### Task inputs

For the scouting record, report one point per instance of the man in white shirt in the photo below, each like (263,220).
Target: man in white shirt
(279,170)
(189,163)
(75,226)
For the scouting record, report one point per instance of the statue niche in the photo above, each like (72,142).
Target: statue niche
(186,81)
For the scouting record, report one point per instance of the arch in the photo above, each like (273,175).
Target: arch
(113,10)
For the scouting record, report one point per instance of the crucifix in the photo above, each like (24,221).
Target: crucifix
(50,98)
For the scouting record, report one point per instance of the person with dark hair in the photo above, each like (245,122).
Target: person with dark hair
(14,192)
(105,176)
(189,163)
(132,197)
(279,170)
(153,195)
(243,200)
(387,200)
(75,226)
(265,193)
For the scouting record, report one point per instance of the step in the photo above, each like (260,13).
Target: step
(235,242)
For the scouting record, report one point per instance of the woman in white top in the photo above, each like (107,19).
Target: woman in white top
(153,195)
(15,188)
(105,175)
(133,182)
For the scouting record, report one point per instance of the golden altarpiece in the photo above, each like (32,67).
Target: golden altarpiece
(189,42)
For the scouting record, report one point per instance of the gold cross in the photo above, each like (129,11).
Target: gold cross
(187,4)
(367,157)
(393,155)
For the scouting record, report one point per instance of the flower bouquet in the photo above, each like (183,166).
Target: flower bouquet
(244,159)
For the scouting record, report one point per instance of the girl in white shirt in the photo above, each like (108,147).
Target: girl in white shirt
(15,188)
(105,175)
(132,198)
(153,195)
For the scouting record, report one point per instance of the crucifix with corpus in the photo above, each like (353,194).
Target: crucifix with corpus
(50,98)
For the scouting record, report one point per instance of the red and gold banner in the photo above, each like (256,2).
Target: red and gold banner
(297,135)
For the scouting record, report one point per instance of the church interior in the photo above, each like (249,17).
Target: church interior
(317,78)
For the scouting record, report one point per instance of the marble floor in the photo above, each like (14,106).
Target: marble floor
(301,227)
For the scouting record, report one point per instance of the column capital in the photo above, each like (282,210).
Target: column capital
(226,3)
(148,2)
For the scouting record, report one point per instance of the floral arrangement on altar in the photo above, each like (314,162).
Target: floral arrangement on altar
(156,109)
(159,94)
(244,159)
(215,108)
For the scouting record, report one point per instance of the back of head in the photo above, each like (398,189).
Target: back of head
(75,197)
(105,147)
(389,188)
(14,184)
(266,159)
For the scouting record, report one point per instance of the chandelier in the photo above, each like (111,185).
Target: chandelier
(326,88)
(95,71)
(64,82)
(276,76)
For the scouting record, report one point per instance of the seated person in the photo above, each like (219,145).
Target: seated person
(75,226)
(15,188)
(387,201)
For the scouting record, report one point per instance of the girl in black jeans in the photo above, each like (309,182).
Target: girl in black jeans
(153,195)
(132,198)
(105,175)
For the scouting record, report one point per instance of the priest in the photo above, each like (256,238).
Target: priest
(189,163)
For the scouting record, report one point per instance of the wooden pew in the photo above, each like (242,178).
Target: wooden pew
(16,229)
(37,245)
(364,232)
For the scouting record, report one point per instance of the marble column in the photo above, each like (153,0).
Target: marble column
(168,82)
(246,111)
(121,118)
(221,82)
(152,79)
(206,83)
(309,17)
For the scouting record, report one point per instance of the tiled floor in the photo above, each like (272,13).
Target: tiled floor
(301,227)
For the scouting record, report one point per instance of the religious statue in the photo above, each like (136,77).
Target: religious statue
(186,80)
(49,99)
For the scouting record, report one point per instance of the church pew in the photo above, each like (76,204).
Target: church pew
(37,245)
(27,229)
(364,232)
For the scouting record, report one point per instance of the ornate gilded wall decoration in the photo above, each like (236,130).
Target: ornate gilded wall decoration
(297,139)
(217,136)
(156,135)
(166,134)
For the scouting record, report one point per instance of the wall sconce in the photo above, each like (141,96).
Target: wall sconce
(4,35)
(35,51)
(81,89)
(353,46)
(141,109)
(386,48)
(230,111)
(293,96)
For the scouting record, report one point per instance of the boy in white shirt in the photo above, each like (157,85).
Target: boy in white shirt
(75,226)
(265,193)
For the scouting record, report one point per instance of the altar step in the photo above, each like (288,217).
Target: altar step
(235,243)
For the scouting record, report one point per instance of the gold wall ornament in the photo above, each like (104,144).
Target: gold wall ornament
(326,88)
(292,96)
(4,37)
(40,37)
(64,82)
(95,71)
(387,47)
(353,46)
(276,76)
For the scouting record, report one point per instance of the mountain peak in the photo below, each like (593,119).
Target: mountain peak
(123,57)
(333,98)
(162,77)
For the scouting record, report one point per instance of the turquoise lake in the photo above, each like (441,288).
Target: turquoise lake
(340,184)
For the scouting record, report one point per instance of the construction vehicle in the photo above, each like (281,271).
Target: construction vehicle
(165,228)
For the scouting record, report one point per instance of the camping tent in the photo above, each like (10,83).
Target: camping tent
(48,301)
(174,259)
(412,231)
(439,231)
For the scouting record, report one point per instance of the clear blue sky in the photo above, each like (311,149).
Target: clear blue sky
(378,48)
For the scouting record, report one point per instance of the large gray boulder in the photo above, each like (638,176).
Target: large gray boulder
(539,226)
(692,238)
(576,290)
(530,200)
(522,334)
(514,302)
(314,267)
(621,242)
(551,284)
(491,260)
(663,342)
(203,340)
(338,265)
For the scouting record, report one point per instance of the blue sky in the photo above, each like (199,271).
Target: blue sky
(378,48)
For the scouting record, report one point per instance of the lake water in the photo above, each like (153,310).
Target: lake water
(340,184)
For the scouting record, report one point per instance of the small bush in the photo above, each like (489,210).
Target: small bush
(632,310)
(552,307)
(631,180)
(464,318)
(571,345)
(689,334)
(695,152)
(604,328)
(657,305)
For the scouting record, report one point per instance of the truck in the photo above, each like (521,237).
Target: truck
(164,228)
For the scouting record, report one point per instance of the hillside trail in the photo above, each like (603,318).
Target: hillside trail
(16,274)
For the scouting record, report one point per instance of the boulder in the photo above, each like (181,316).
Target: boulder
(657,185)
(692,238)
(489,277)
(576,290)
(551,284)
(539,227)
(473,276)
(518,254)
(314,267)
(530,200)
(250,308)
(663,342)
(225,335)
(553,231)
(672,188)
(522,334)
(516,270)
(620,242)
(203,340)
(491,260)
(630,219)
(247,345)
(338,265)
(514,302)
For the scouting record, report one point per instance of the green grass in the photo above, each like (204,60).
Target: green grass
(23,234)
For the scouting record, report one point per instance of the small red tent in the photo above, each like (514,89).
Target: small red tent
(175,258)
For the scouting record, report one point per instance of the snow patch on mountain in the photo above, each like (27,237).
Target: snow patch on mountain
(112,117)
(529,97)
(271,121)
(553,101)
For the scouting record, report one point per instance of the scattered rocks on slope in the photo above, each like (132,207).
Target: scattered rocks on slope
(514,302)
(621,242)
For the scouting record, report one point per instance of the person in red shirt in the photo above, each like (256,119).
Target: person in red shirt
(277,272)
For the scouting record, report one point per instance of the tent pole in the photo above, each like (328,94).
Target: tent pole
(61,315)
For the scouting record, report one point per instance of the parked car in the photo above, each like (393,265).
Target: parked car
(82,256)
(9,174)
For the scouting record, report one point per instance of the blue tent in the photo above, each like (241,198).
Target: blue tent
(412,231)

### Work instructions
Using the entries above, give back exactly the line containing "Target: woman in white top", the line containing "each like (183,166).", and every line between them, and nothing else.

### Response
Target: woman in white top
(153,195)
(15,188)
(105,175)
(133,182)
For the scouting record, report one point per instance of the golden altarpiece in the photo above, each like (32,67).
Target: golden altarpiece
(189,42)
For the scouting record, report one point per instance of the gold cross in the photo above, each like (129,11).
Target: gold cross
(187,4)
(367,157)
(393,155)
For the scouting record, report one point per instance of the flower bouquet in the photo above, each like (183,166).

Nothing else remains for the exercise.